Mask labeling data
#####
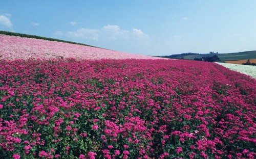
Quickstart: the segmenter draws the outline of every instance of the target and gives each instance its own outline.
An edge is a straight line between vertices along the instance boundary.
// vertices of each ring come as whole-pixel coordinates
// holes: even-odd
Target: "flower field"
[[[0,34],[0,59],[161,59],[100,48]]]
[[[256,78],[256,67],[254,66],[242,65],[239,64],[217,63],[229,69],[244,73]]]
[[[254,158],[255,111],[216,63],[0,35],[0,158]]]
[[[253,158],[255,80],[186,60],[0,60],[3,158]]]

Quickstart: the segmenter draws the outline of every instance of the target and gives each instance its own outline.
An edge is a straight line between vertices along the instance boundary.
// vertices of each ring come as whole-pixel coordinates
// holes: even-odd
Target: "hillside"
[[[221,61],[241,60],[247,59],[256,59],[256,50],[240,52],[226,53],[226,54],[194,54],[194,55],[184,55],[183,54],[178,54],[171,56],[163,56],[161,57],[170,58],[177,59],[187,59],[194,60],[196,58],[202,58],[203,57],[211,57],[214,55],[217,55]]]
[[[15,35],[17,36],[20,34]],[[0,34],[0,59],[75,58],[77,59],[161,59],[33,36],[21,37]],[[57,40],[57,41],[58,41]]]

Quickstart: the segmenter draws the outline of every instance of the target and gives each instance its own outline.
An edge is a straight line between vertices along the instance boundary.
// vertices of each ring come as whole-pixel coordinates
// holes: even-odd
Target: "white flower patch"
[[[231,70],[244,73],[256,78],[256,66],[216,62]]]

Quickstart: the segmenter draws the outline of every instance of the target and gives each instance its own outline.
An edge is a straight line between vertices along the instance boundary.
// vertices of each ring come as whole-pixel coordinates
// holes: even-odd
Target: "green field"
#####
▸ **CHALLENGE**: Rewrite all of the data above, replacing "whole-pixel coordinates" with "integer coordinates" wherever it occurs and changing nothing else. Leave the pictures out.

▸ **TASK RESULT**:
Quickstart: the segmenter draws the outline of every instance of the target and gives each instance its own outline.
An edge is a straight line between vertices along the instance boundary.
// vertices of each ring come as integer coordinates
// holes: even-odd
Target: "flower field"
[[[0,34],[0,59],[161,59],[100,48]]]
[[[256,78],[256,67],[254,66],[242,65],[239,64],[217,63],[229,69],[244,73]]]
[[[254,158],[255,111],[216,63],[0,35],[0,158]]]
[[[253,158],[255,80],[186,60],[0,60],[3,158]]]

Quickstart: the segmenter draws the outline of every instance of the target and gives each instance its own outline.
An edge is a straight line between vertices along the instance boundary.
// vertices of each ring come as integer coordinates
// holes: even-odd
Target: "hillside"
[[[221,61],[241,60],[247,59],[256,59],[256,50],[240,52],[226,53],[226,54],[194,54],[194,55],[184,55],[183,54],[178,54],[171,56],[163,56],[161,57],[170,58],[177,59],[187,59],[194,60],[196,58],[202,58],[203,57],[211,57],[214,55],[217,55]]]
[[[15,35],[17,36],[20,34]],[[0,34],[0,59],[75,58],[77,59],[161,59],[33,36],[21,37]],[[57,40],[57,41],[58,41]]]

Quickstart: the segmenter draws the outline of every instance of the target and gives each instance its own outline.
An edge is a straight line between vertices along the instance boundary.
// vertices of each ring come as integer coordinates
// holes: even-odd
Target: "white flower patch"
[[[231,70],[244,73],[256,78],[256,66],[216,62]]]

Quickstart: the segmenter draws the outline of every instance of the target and gives each instance its own outline.
An edge is a straight line between vertices along the instance boundary.
// vertices of each ring come as integer coordinates
// holes: even-odd
Target: "green field"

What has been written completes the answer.